Tracy Steepy teaching
Tracy Steepy teaching, photo: Platina

Does the process of teaching affect your making processes, and if so, how?

Tracy Steepy: I find teaching in higher education to be highly generative, as so much inspiration and inventiveness comes from the dialogue with both students and colleagues. These conversations inherently come back to the bench, and if I cannot engage them directly in my studio, I pursue my ideas and creative interests in academic projects and curriculum development.

Lori Talcott: I agree with Tracy, and would add that the discussions I have with students, both at the bench and in seminar, inspire me to take risks in my own work, as I can’t ask them to do something I’m not doing myself.

Promotional image, Diptych: Grey and Black
Promotional image for Diptych: Grey and Black

If you could change one thing about the way art jewelry is taught, what would it be?

Lori Talcott: I, like many of my colleagues, would like to see students get a stronger foundation in the history of jewelry—and not just from a traditional, Western point of view. Over the past 10 years of developing our seminar, we have focused on constructing a theoretical framework that includes both historical and cross-cultural perspectives, as we don’t think that the study of jewelry has been well-served by art history—or “craft theory,” for that matter. Jewelry is simultaneously highly idiosyncratic and broad, and because of this it needs an eclectic approach—one that draws from an array of disciplines, including anthropology and material culture, as well as art history. This approach, we feel, helps a student locate themselves and their practices in a broader field of inquiry.

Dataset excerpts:
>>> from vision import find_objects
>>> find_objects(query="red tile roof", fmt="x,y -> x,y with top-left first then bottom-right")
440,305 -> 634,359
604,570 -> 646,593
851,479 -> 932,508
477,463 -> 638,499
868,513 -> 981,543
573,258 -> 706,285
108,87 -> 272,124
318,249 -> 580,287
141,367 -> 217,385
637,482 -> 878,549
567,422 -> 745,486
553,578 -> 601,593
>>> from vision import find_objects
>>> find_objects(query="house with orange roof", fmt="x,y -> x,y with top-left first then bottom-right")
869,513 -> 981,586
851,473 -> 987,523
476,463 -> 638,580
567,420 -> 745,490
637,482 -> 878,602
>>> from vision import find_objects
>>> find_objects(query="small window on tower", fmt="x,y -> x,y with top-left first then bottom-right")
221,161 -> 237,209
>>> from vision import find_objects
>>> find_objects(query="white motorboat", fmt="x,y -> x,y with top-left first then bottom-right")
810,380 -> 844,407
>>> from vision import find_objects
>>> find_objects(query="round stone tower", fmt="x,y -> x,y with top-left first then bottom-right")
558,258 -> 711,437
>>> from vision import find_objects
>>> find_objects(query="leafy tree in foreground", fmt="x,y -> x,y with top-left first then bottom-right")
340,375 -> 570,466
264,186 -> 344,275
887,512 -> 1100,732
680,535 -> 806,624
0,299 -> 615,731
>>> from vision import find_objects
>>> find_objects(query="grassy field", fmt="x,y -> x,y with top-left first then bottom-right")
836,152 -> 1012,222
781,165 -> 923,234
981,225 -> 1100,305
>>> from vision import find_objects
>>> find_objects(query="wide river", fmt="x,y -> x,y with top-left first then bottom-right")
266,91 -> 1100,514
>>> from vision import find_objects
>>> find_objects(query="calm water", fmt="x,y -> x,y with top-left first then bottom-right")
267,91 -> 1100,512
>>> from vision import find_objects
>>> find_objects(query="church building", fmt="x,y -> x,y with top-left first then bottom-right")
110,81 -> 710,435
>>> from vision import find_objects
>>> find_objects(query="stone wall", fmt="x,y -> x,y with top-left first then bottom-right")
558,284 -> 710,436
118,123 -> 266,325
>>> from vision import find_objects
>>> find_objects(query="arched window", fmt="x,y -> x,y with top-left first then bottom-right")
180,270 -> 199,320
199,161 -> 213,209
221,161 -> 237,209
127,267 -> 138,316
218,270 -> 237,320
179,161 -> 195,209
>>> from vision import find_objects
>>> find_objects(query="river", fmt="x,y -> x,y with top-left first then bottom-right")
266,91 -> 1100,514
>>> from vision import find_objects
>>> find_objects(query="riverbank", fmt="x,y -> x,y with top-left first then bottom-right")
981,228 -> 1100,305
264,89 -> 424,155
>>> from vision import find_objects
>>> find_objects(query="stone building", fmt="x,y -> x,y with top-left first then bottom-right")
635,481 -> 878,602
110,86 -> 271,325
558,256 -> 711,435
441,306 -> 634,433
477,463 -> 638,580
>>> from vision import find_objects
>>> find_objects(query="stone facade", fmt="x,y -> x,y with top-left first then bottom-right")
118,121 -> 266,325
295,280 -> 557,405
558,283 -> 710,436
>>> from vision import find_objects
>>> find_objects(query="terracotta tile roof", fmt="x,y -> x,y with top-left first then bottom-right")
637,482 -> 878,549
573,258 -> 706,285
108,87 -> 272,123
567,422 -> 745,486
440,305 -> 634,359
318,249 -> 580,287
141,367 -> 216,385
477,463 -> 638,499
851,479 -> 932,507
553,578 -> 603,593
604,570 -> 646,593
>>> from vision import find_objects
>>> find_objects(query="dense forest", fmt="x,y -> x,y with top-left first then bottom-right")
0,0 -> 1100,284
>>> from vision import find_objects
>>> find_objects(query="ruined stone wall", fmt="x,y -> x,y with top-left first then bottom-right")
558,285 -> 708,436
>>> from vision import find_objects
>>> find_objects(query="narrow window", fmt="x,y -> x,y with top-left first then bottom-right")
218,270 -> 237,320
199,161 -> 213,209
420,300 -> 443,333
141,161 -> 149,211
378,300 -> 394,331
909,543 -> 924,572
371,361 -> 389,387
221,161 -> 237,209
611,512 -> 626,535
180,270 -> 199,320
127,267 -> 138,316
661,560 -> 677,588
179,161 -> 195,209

### The problem
In the interview, what does Lori Talcott say her discussions with students inspire her to do? Answer from the interview only.

### Answer area
Take risks in her own work.